> **GIVEN RECORDS**:
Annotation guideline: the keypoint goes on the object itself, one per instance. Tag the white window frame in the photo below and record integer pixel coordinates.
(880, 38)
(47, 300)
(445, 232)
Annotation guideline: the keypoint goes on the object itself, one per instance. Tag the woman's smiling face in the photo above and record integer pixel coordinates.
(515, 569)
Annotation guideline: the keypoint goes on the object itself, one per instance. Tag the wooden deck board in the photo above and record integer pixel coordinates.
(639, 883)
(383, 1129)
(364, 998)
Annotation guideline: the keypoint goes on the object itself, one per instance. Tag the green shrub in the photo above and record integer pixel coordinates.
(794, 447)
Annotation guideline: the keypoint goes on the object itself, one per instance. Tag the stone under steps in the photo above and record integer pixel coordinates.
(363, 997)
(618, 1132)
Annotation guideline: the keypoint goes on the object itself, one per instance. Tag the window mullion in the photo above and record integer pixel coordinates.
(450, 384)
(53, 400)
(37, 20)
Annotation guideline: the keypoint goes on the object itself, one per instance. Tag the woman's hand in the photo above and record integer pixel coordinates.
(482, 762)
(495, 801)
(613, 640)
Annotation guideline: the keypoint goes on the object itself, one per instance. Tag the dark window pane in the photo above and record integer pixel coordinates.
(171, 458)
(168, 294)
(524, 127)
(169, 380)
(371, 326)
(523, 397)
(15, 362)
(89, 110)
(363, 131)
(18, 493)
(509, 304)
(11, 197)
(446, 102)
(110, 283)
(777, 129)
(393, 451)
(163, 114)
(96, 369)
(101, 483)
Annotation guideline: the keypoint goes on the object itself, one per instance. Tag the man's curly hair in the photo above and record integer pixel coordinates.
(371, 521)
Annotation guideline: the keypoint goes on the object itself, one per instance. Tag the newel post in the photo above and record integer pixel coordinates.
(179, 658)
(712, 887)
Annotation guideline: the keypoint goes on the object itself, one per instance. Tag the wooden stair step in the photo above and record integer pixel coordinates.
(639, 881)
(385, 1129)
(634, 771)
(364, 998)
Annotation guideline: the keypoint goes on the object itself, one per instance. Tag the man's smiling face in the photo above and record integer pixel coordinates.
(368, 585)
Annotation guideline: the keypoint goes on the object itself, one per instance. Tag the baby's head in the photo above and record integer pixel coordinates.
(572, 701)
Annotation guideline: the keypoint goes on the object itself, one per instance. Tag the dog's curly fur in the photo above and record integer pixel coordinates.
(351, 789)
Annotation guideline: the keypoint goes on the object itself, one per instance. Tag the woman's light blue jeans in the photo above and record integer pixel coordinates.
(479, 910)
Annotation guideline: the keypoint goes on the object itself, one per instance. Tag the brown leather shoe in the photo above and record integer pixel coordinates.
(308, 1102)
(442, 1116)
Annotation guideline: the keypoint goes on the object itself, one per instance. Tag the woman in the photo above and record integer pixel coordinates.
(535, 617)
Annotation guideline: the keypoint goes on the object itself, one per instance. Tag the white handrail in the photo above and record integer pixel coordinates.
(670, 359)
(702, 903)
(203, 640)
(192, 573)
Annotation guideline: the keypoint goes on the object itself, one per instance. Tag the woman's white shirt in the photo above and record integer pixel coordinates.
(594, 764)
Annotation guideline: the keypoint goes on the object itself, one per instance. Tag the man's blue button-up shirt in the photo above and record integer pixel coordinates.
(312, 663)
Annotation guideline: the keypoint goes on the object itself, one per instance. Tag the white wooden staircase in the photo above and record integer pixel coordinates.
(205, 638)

> **WHAT YOU NEED TO DO**: Transcribe each record exactly as it is written above.

> **YOUR SOLUTION**:
Annotation guideline: the keypoint goes on the object itself, one per instance. Tag the white window frame in the photo below and record integer pixel coordinates.
(880, 38)
(47, 300)
(445, 232)
Annotation guideline: the keypoint goes on the object itself, one per instance. Tag the woman's smiling face in the photo above and record integer pixel coordinates.
(515, 569)
Annotation guideline: the keypoint goes on the object itself, one per instance. Tag the wooden deck board in the photo above and record integer pixel coordinates.
(639, 883)
(383, 1129)
(364, 998)
Annotation guideline: the keypoint goes on the object itself, one per instance. Tag the green shrub in the photo above and record integer pixel coordinates.
(794, 447)
Annotation guideline: the keypoint goes on the object itself, one per instance. Tag the stone under steps in the photo above and record integer pixel coordinates.
(363, 997)
(618, 1132)
Annotation guideline: the keypoint goes on the object itself, one per instance. Tag the window mullion in the photo above and record integer pixel coordinates.
(450, 384)
(53, 400)
(37, 20)
Annotation guideline: the keypoint goes on the object itself, one per instance. Tag the woman's hand in the photo above and record integer pixel coordinates.
(482, 762)
(495, 801)
(613, 640)
Annotation guideline: the keypoint goes on the object itself, one per instance. Tag the dark window pane in the photo above and record integer pixel coordinates.
(171, 458)
(168, 294)
(524, 127)
(169, 380)
(371, 326)
(523, 397)
(15, 362)
(89, 110)
(363, 131)
(18, 493)
(509, 304)
(11, 197)
(446, 102)
(110, 283)
(777, 129)
(393, 451)
(163, 114)
(96, 369)
(101, 483)
Annotation guideline: the keypoint goes on the object itself, one per instance. Tag the man's curly hair in the photo above and record integer pixel coordinates.
(371, 521)
Annotation guideline: the keypoint goes on the object itself, one per instance. Tag the newel post in the photo above and record integer pixel coordinates.
(179, 658)
(712, 887)
Annotation guideline: the keypoint goes on the object itself, one per instance. Tag the wooden stair step in the photo above and record integer pixel coordinates.
(639, 881)
(385, 1129)
(634, 771)
(364, 998)
Annotation guideline: the keypoint goes on the object itself, one per instance. Tag the man's smiling face in the photo above and record integer pixel coordinates.
(368, 585)
Annotation guideline: the keypoint goes on the object itself, one per instance. Tag the baby's head in the photo above and record integer pixel coordinates.
(572, 701)
Annotation guideline: the keypoint goes on the object itself, one per instance. Tag the dog's curly fur in the photo above and record integer pixel coordinates.
(351, 789)
Annotation guideline: the keypoint goes on the object itself, one per instance. Tag the woman's light blue jeans in the photo above and record integer pixel coordinates.
(479, 910)
Annotation guideline: the keypoint goes on the object itself, one per instance. Tag the brown leather shoe in the photo above and record integer pixel coordinates.
(308, 1102)
(442, 1116)
Annotation guideline: the keypoint goes on the object itself, one per instance. Tag the woman in the photo above and record integer pixel coordinates.
(535, 617)
Annotation guideline: the keypoint goes on the object itself, one per instance. Tag the white handrail in the photo above and record integer pixel coordinates.
(670, 359)
(702, 903)
(203, 640)
(192, 573)
Annotation guideline: the keypoint goes on the object itself, one per instance. Tag the woman's white shirt in the photo above and record integer pixel coordinates.
(594, 764)
Annotation guideline: the keypoint goes on the object itself, one per instance. Tag the man's blue button-up shirt in the photo above and record integer pixel coordinates.
(312, 663)
Annotation guideline: the keypoint goes on the object itself, one per instance. Tag the white wooden staircase in the photo above and record integer pixel coordinates.
(205, 638)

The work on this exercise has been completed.